Sidang Kasus Korupsi Auditorium UIN STS Jambi, Hakim Tanya Fee Proyek Untuk Rektor


Berita JAMBI - Mantan Rektor UIN Sulthan Thaha Saifuddin (STS) Jambi, Hadri Hasan akhirnya diperiksa menjadi saksi, dalam kasus dugaan korupsi pembangunan Auditorium, Tahun 2018.  Di persidangan Ia mengungkapkan, kalau pernah mendengar adanya permintaan fee dua persen dari wakil rektor (Warek) yang saat itu dijabat Prof. Dr. Su'aidi Asyari pada proyek pembangunan auditorium UIN STS Jambi. 

Hadri Hasan dihadirkan penuntut umum Kejati Jambi, khusus untuk terdakwa Hermantoni. Di persidangan, Jaksa Kejari Muarojambi, Rudi Firmansyah membahas BAP Hadri Hasan, terkait adanya permintaan fee dari Su'aidi, yang saat ini menjabat sebagai Rektor UIN menggantikan Hadri Hasan. 

 "Bapak pernah dengar ada seseorang meminta persentase dalam proyek ini?" tanya Rudi.  "Nggak ingat," sahut Hadri Hasan. 

 Jaksa mengingatkan Hadri Hasan, bahwa dalam BAP saat pemeriksaan di penyidik, saksi membenarkan ada yang meminta fee.
 "Saya bacakan BAP bapak ya. (Apakah saudara pernah mendengar Su'aidi meminta jatah dua persen). Jawaban bapak, (Iya saya pernah mendengar ada permintaan dari Su'aidi. Tapi dalam proses saya tidak mendengar lagi)" kata Rudi membacakan kembali BAP Hadri Hasan. 

 "Awal-awal pernah mendengar. Sekarang dia (Su'aidi) Rektor, dulu Wakil Rektor membidangi akademik," jawab Hadri Hasan.  Selain itu, mantan Rektor ini juga ditanyai soal hubungan dia dengan kontraktor pekerjaan. Salah satunya adalah dengan Rido Setiawan (DPO), rekanan yang pertama mengerjakan pekerjaan ini sebelum dialihkan ke Jhon Simbolon dan Kristina. 

"Bapak kenal dengan Rido Setiawan," tanya jaksa.  Hadri Hasan mengatakan tidak mengenal Rido, namun dia mengaku pernah bertemu dengan Rido.

Baris mentah:
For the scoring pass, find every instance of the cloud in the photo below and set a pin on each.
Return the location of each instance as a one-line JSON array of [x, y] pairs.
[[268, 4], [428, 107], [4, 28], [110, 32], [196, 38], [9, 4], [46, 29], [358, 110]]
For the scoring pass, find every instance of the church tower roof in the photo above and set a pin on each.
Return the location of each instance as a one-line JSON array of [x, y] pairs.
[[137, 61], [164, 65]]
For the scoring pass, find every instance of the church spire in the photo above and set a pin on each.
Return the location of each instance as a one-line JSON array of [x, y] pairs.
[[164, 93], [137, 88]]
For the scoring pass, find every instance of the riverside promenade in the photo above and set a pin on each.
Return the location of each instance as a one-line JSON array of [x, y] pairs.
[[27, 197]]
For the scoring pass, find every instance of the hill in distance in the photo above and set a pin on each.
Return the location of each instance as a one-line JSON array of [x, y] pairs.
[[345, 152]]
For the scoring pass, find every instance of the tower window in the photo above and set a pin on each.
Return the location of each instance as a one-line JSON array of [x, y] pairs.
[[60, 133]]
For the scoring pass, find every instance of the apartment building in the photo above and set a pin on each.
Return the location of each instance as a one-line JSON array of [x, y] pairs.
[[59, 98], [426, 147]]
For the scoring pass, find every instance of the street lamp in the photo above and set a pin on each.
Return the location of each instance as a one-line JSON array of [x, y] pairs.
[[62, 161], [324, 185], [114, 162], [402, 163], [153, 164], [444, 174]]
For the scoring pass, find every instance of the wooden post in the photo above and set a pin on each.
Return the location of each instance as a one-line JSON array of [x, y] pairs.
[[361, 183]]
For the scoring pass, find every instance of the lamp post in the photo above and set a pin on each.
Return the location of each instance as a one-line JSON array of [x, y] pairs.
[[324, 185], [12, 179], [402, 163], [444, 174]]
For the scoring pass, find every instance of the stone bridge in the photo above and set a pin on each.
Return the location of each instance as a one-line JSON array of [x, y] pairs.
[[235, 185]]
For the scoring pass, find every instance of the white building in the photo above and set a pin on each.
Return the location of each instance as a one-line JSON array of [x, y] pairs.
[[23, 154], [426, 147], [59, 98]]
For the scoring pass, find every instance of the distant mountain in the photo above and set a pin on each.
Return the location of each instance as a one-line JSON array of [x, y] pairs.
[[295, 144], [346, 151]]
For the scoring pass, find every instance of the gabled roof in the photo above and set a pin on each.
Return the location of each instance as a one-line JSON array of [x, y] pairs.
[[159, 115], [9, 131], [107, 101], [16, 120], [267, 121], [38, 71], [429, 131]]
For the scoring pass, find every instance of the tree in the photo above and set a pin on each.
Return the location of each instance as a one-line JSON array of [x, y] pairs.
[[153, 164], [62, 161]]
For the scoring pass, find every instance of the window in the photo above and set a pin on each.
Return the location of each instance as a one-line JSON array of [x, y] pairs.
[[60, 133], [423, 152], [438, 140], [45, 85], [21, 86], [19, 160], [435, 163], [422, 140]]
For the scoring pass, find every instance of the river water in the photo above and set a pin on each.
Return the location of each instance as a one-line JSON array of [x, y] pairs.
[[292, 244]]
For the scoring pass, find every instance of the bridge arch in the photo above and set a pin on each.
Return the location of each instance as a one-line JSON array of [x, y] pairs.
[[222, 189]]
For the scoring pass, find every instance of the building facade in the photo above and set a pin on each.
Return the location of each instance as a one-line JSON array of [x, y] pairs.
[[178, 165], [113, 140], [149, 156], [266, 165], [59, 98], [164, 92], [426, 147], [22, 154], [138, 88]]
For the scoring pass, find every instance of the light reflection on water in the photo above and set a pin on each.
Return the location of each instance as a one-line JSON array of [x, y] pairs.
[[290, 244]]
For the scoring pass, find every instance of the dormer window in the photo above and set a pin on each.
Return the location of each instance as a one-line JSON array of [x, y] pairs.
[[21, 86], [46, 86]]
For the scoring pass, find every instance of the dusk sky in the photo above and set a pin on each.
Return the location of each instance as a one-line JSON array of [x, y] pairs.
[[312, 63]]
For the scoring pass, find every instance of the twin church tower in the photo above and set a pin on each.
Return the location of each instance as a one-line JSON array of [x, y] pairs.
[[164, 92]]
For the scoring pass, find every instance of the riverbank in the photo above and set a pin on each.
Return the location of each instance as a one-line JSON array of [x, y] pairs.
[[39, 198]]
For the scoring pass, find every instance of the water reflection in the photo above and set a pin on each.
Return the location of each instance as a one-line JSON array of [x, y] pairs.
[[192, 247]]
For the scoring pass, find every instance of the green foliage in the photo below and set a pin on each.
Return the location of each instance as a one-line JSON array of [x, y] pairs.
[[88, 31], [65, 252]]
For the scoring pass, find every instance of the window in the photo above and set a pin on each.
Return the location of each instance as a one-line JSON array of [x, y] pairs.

- [TANTANGAN 1] Salin secara persis bagian berita sidang itu, dimulai dari "Hadri Hasan dihadirkan" dan berakhir pada "yang meminta fee.".
- [TANTANGAN 2] Dalam berita sidang itu, siapa nama jaksa Kejari Muarojambi yang membahas BAP Hadri Hasan?
- [TANTANGAN 3] Tuliskan semua nama orang yang disebut dalam berita sidang itu.
Gunakan berita sidang tersebut sebagai satu-satunya sumber.

- [HASIL AKHIR 1]
Hadri Hasan dihadirkan penuntut umum Kejati Jambi, khusus untuk terdakwa Hermantoni. Di persidangan, Jaksa Kejari Muarojambi, Rudi Firmansyah membahas BAP Hadri Hasan, terkait adanya permintaan fee dari Su'aidi, yang saat ini menjabat sebagai Rektor UIN menggantikan Hadri Hasan. 

 "Bapak pernah dengar ada seseorang meminta persentase dalam proyek ini?" tanya Rudi.  "Nggak ingat," sahut Hadri Hasan. 

 Jaksa mengingatkan Hadri Hasan, bahwa dalam BAP saat pemeriksaan di penyidik, saksi membenarkan ada yang meminta fee.

- [HASIL AKHIR 2] Rudi Firmansyah

- [HASIL AKHIR 3] Hadri Hasan, Su'aidi Asyari, Hermantoni, Rudi Firmansyah, Rido Setiawan, Jhon Simbolon, Kristina